Opdrachtdoel: Schrijf een vervolg op het tekstfragment over Brabant en de Randstad, beginnend na de laatste zin ervan.

Tekstfragment:
Brabant zit Randstad op de hielen

Consultant René Buck vormde in het gezelschap van woningbouwbeslissers een welkome uitzondering. We zouden immers bijna vergeten dat technologie en innovatie de grote economische drijvers van de Brabantse economie zijn. Samen vormen ze een grote vestigingsfactor voor mensen en bedrijven. “Talent vinden speelt een steeds grotere rol bij ontwikkelingen”, zo stelt hij. Internationale werknemers kijken goed naar het woon- en leefklimaat en de bereikbaarheid van een stad. Nederlandse werknemers kijken daarnaast ook naar voorzieningen in de omgeving en de kwaliteit van de gebouwde omgeving. Eindhoven is een voorbeeld van een stad die het goed doet op de kantorenmarkt. De opname van het aantal kantoren stijgt, maar toch ligt de leegstand nog boven het landelijk gemiddelde. Dat investeerders groeiende interesse tonen in de Brabantse kantoren lijkt te liggen aan de sterke logistieke sector en de kwaliteit van de campussen die de regio huisvest. Brainport is wat dat betreft een sterk merk, met de High Tech Campus als lichtend voorbeeld. “Campussen beginnen een aparte investeringscategorie te worden in het vastgoed”, zo signaleert Buck. “Brabant zit de randstad op de hielen”, zo besluit hij zijn verhaal.

Gegevensfragmenten:
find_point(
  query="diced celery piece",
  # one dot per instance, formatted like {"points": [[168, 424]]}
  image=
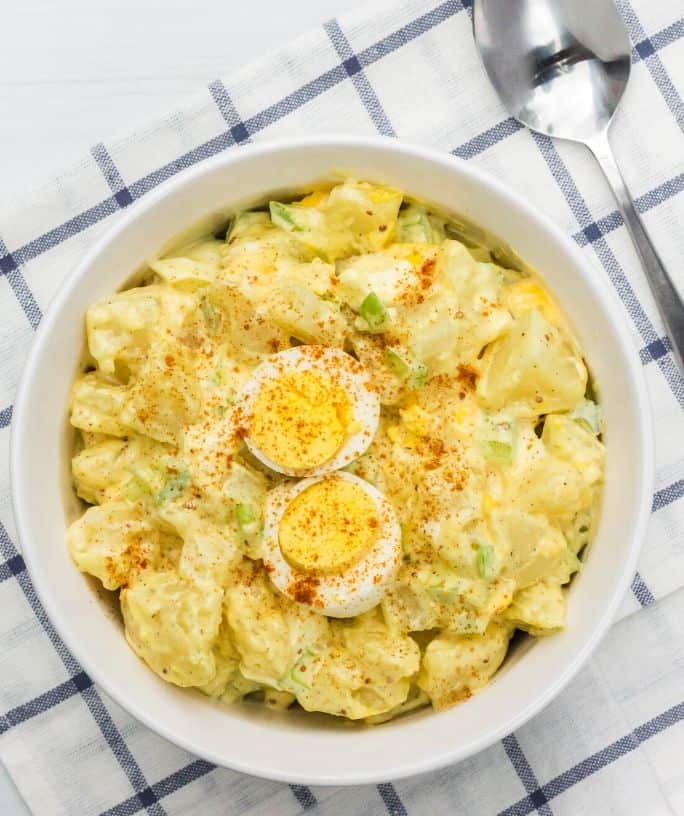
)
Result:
{"points": [[282, 216], [246, 518], [443, 595], [136, 489], [414, 373], [486, 558], [173, 487], [373, 313], [589, 414]]}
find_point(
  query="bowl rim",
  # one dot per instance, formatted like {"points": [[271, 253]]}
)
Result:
{"points": [[600, 289]]}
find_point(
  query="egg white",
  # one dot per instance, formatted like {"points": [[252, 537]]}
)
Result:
{"points": [[361, 586], [331, 364]]}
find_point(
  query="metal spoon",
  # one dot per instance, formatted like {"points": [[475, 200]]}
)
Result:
{"points": [[561, 67]]}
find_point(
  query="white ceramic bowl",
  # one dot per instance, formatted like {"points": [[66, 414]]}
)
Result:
{"points": [[291, 746]]}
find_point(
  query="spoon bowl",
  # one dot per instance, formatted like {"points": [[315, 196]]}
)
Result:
{"points": [[558, 70], [561, 67]]}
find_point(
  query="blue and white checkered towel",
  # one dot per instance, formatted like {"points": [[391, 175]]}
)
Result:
{"points": [[614, 741]]}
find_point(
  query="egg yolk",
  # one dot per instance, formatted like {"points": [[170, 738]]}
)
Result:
{"points": [[300, 420], [328, 527]]}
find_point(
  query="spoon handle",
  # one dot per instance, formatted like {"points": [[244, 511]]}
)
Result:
{"points": [[667, 297]]}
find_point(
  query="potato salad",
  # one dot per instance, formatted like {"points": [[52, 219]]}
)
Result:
{"points": [[334, 456]]}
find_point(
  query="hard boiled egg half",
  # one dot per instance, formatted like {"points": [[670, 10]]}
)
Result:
{"points": [[309, 410], [331, 542]]}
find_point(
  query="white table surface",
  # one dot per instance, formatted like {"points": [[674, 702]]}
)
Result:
{"points": [[74, 72]]}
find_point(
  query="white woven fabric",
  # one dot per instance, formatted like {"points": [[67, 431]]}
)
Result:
{"points": [[613, 742]]}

Uitwerking:
Gebouwen als ecosysteem

Dat Brabant blijft vernieuwen op het gebied van kennisdeling en innovatie blijkt uit het verhaal van architect Marco Vermeulen. Hij werkt aan het project “Dutch Mountains”, een werklandschap van de toekomst, gelegen aan de A2 naast ASML. De “Battle for talent” wordt overal beleden, maar vindt nergens een ruimtelijke vertaling, zo stelt Vermeulen. Getalenteerde medewerkers zijn echter niet geïnteresseerd in een gaaf gebouw, maar in de diensten die worden aangeboden. Een ‘Sense of Community’, goede services, activiteiten, lol en een gezonde werkomgeving zijn van doorslaggevend belang voor de werknemer van nu. Zijn gebouw wordt daarom een ecosysteem van diensten. Waar de meeste gebouwen langs een snelweg blokken zijn die van elkaar worden gescheiden door schaamgroen, is zijn Hollandse berg een gesloten ring waarbinnen een parkachtige binnenruimte wordt gerealiseerd. De contour van het gebouw wordt maximaal opgeschoven naar de infrastructuur die het gebouw omsluit, zodat het binnenterrein zo groot mogelijk wordt.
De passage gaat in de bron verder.